>>>>

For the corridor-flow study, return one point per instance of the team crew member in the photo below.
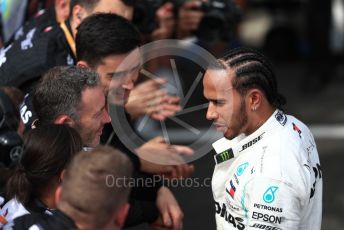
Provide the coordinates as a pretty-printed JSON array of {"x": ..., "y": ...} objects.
[
  {"x": 23, "y": 62},
  {"x": 33, "y": 183},
  {"x": 44, "y": 19},
  {"x": 85, "y": 199},
  {"x": 85, "y": 109},
  {"x": 267, "y": 173}
]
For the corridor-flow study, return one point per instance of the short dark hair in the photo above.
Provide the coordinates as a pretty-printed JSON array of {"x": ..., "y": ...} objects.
[
  {"x": 91, "y": 4},
  {"x": 48, "y": 150},
  {"x": 88, "y": 4},
  {"x": 104, "y": 34},
  {"x": 252, "y": 70},
  {"x": 59, "y": 92}
]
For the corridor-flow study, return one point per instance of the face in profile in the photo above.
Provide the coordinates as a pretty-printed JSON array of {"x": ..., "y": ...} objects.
[{"x": 226, "y": 106}]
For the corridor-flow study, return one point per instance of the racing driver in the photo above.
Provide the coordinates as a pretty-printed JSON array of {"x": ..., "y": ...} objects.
[{"x": 267, "y": 173}]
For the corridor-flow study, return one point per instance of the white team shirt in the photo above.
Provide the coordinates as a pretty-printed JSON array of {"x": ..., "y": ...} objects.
[{"x": 270, "y": 179}]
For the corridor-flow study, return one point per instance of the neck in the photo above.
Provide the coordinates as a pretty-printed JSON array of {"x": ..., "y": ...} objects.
[{"x": 49, "y": 201}]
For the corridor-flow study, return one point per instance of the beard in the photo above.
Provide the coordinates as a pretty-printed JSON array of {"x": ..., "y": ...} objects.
[{"x": 240, "y": 122}]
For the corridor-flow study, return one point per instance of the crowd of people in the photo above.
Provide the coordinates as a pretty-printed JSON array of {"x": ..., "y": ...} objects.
[{"x": 62, "y": 70}]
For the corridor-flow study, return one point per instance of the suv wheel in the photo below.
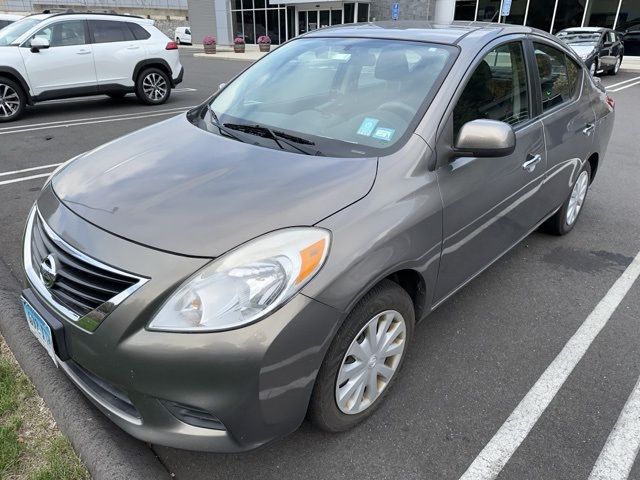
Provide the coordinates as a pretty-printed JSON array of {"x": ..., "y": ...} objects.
[
  {"x": 363, "y": 359},
  {"x": 153, "y": 86},
  {"x": 12, "y": 100}
]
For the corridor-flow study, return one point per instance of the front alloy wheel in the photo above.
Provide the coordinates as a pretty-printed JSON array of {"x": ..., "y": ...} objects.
[
  {"x": 12, "y": 100},
  {"x": 363, "y": 359},
  {"x": 371, "y": 361},
  {"x": 153, "y": 87}
]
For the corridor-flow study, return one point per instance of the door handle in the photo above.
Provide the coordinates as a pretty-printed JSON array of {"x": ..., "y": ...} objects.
[
  {"x": 588, "y": 129},
  {"x": 532, "y": 161}
]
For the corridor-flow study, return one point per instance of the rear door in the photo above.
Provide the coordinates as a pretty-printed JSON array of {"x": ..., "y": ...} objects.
[
  {"x": 568, "y": 119},
  {"x": 116, "y": 51},
  {"x": 489, "y": 204},
  {"x": 68, "y": 62}
]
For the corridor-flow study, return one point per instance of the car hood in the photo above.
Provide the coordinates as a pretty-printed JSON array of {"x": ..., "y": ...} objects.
[
  {"x": 583, "y": 50},
  {"x": 178, "y": 188}
]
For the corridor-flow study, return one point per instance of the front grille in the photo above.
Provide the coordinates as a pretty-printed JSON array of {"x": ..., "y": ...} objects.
[{"x": 82, "y": 286}]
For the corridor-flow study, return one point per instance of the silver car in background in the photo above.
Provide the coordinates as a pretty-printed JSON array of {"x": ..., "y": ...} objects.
[{"x": 211, "y": 280}]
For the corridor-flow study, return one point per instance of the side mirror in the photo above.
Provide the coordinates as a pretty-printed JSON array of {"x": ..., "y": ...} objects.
[
  {"x": 38, "y": 44},
  {"x": 485, "y": 138}
]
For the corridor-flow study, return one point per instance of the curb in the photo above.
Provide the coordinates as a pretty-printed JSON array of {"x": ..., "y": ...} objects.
[{"x": 106, "y": 451}]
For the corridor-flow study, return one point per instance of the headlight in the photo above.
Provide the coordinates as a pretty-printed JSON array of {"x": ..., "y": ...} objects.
[{"x": 247, "y": 283}]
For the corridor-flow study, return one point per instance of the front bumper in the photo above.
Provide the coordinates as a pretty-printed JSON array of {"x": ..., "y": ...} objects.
[{"x": 256, "y": 380}]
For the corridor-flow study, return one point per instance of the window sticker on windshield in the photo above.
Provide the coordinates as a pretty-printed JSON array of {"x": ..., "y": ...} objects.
[
  {"x": 367, "y": 126},
  {"x": 385, "y": 134}
]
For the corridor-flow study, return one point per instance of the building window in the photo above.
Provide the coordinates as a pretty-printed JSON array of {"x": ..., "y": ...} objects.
[
  {"x": 569, "y": 14},
  {"x": 465, "y": 10},
  {"x": 601, "y": 13},
  {"x": 363, "y": 12},
  {"x": 517, "y": 14},
  {"x": 253, "y": 18},
  {"x": 349, "y": 11}
]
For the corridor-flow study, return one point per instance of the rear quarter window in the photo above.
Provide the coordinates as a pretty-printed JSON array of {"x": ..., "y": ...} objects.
[{"x": 138, "y": 32}]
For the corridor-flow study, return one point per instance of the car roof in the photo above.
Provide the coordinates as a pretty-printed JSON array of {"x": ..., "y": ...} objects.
[
  {"x": 9, "y": 16},
  {"x": 449, "y": 33},
  {"x": 585, "y": 29}
]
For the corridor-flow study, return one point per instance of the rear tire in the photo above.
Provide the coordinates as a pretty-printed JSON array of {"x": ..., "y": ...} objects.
[
  {"x": 153, "y": 86},
  {"x": 566, "y": 218},
  {"x": 389, "y": 309},
  {"x": 12, "y": 100}
]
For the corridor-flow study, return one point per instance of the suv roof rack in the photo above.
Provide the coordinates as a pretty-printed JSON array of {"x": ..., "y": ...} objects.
[{"x": 71, "y": 11}]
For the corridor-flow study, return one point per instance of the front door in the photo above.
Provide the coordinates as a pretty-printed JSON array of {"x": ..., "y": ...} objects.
[
  {"x": 66, "y": 64},
  {"x": 489, "y": 204}
]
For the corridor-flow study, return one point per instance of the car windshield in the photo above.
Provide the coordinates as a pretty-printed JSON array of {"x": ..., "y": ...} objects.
[
  {"x": 579, "y": 37},
  {"x": 11, "y": 33},
  {"x": 345, "y": 96}
]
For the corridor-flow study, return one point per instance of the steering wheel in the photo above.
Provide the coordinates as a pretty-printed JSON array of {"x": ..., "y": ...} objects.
[{"x": 401, "y": 109}]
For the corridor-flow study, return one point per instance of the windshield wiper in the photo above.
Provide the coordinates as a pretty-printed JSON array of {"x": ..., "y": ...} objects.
[
  {"x": 276, "y": 136},
  {"x": 216, "y": 123}
]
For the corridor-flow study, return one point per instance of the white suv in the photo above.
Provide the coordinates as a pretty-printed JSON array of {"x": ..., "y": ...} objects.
[{"x": 50, "y": 56}]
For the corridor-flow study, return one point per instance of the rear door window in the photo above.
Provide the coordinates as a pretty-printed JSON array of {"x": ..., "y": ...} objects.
[
  {"x": 559, "y": 76},
  {"x": 109, "y": 31},
  {"x": 497, "y": 89}
]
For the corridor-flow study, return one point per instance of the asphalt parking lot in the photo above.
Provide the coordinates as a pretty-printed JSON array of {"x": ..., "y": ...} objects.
[{"x": 479, "y": 360}]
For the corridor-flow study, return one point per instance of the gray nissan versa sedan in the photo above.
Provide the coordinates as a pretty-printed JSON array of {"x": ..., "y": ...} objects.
[{"x": 211, "y": 280}]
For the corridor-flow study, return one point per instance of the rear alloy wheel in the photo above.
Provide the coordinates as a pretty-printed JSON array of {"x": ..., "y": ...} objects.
[
  {"x": 364, "y": 358},
  {"x": 153, "y": 87},
  {"x": 565, "y": 219},
  {"x": 12, "y": 100}
]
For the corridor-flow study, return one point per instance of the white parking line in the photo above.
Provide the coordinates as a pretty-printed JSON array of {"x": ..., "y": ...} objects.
[
  {"x": 31, "y": 169},
  {"x": 102, "y": 97},
  {"x": 622, "y": 88},
  {"x": 623, "y": 82},
  {"x": 71, "y": 123},
  {"x": 22, "y": 179},
  {"x": 72, "y": 120},
  {"x": 620, "y": 451},
  {"x": 495, "y": 455}
]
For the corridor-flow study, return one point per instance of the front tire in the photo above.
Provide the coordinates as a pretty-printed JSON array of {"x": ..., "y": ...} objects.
[
  {"x": 364, "y": 359},
  {"x": 566, "y": 218},
  {"x": 153, "y": 86},
  {"x": 616, "y": 67},
  {"x": 12, "y": 100}
]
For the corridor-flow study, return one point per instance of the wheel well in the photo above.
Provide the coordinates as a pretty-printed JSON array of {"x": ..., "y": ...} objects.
[
  {"x": 159, "y": 64},
  {"x": 17, "y": 80},
  {"x": 593, "y": 161},
  {"x": 413, "y": 283}
]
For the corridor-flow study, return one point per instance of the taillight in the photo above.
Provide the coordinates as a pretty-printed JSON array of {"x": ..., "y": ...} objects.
[{"x": 611, "y": 102}]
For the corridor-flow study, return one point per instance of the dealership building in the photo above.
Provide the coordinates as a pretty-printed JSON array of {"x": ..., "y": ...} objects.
[{"x": 285, "y": 19}]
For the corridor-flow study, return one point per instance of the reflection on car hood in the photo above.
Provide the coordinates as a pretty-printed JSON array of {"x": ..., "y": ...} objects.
[
  {"x": 179, "y": 188},
  {"x": 582, "y": 50}
]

<<<<

Beginning with the line that contains "line in the photo above.", quote each line exactly through the last line of the entries above, and nothing beyond them.

Completed exercise —
For the corridor-flow study, return one point per instance of the white parking line in the photo above.
Provide the coordinates as a pretty-printed JSON array of {"x": ..., "y": ...} objects.
[
  {"x": 31, "y": 169},
  {"x": 102, "y": 97},
  {"x": 622, "y": 88},
  {"x": 623, "y": 82},
  {"x": 71, "y": 123},
  {"x": 22, "y": 179},
  {"x": 72, "y": 120},
  {"x": 620, "y": 451},
  {"x": 495, "y": 455}
]
For the corridor-flow study, return one point per instance of the front tire in the photo above.
Provide the coordinates as a pretty-printed JSON array of {"x": ..., "y": ...} objects.
[
  {"x": 364, "y": 359},
  {"x": 566, "y": 218},
  {"x": 153, "y": 86},
  {"x": 616, "y": 67},
  {"x": 12, "y": 100}
]
For the corridor-flow study, return one point per instance of the wheel well in the photo above.
Provide the coordinates as a pretty-printed JSON array of {"x": ..., "y": ...} objects.
[
  {"x": 159, "y": 64},
  {"x": 17, "y": 80},
  {"x": 593, "y": 161},
  {"x": 413, "y": 283}
]
For the corridor-flow study, return one point per instance of the taillight in the photo above.
Provide the coordinates as a pretty-printed JSON array of {"x": ..., "y": ...} objects.
[{"x": 611, "y": 102}]
For the corridor-flow study, return one point per instance of the dealership building in the photo above.
Provide the coordinates as a pretty-printed JSON array of {"x": ..., "y": ...} objects.
[{"x": 285, "y": 19}]
For the corridor-flow study, return one point per instance of the reflection on car hood in the photo above.
Provide the coordinates as a pretty-printed JSON array of {"x": ..., "y": ...} objects.
[
  {"x": 179, "y": 188},
  {"x": 582, "y": 50}
]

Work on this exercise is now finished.